Records from a dataset:
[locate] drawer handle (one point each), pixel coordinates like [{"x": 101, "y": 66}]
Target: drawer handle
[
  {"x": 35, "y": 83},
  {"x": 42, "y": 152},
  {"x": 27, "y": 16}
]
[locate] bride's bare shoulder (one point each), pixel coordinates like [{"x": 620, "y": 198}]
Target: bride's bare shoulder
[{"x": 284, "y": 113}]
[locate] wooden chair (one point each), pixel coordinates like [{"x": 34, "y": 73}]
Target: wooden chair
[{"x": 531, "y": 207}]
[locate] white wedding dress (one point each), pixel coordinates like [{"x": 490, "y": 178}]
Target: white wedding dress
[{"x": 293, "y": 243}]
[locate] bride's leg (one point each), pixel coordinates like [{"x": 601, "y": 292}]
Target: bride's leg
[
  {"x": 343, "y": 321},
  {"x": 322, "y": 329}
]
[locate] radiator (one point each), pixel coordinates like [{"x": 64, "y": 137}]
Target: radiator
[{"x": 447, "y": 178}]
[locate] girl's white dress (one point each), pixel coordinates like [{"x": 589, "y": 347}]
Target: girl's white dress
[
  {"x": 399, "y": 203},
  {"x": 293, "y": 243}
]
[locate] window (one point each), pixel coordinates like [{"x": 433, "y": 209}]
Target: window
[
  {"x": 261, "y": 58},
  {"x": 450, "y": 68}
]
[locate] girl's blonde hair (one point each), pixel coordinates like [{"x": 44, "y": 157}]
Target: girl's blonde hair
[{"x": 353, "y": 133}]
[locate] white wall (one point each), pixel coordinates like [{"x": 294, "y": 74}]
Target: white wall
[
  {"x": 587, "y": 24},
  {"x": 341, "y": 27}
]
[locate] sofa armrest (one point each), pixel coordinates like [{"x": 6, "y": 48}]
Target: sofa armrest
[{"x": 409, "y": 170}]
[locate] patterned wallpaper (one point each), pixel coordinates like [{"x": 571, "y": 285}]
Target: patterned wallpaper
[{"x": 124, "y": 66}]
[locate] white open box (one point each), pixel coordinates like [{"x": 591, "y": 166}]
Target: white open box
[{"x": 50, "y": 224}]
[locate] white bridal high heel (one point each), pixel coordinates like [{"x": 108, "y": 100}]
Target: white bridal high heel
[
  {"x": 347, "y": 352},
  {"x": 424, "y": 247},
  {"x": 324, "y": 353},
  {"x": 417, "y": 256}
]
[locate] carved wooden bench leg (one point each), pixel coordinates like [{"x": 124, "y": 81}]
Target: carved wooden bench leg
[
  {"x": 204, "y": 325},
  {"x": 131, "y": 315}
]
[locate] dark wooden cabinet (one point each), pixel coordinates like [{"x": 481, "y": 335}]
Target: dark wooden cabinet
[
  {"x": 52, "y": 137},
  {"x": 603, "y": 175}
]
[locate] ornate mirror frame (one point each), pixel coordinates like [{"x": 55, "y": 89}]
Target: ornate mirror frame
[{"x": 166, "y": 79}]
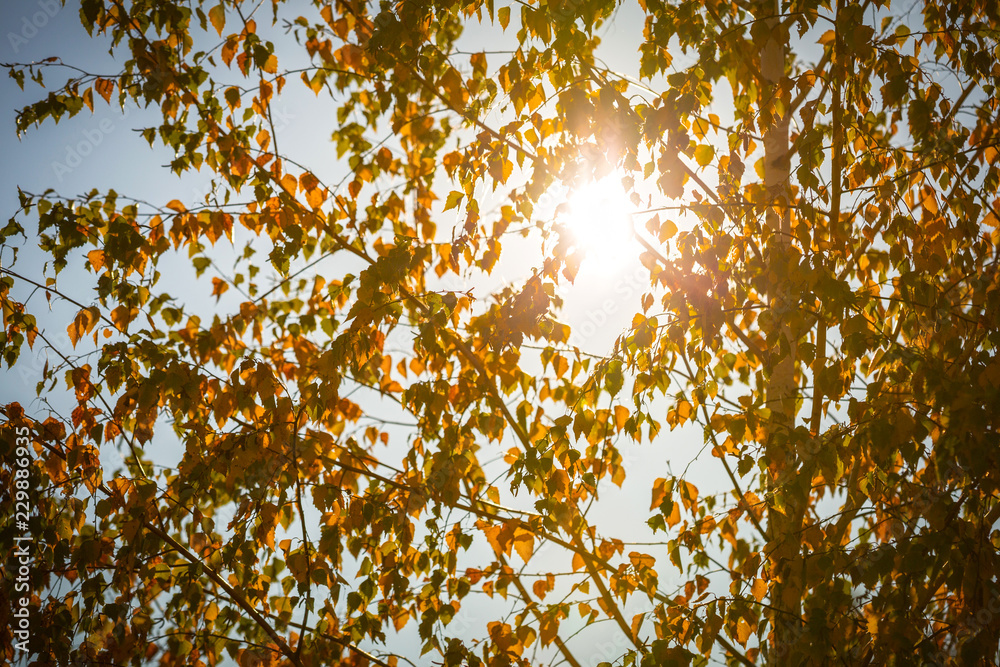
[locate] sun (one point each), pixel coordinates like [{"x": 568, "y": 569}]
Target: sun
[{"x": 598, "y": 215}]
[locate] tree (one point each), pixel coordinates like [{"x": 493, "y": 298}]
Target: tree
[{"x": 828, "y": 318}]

- [WHAT THE TASK ASKS]
All lines above between the line that contains "[locate] dark wooden" and the last line of the entries, both included, must be transcribed exactly. No pictures are to appear.

- [WRITTEN REPLY]
[locate] dark wooden cabinet (one point each), pixel coordinates like [{"x": 481, "y": 335}]
Target: dark wooden cabinet
[
  {"x": 52, "y": 137},
  {"x": 603, "y": 175}
]
[locate] ornate mirror frame (one point each), pixel coordinates like [{"x": 55, "y": 89}]
Target: ornate mirror frame
[{"x": 166, "y": 79}]
[locate] sun (one point each), pixel coordinates like [{"x": 568, "y": 569}]
Target: sun
[{"x": 598, "y": 215}]
[locate] tree (one point each), pixel coordinates like [{"x": 493, "y": 298}]
Target: tree
[{"x": 828, "y": 318}]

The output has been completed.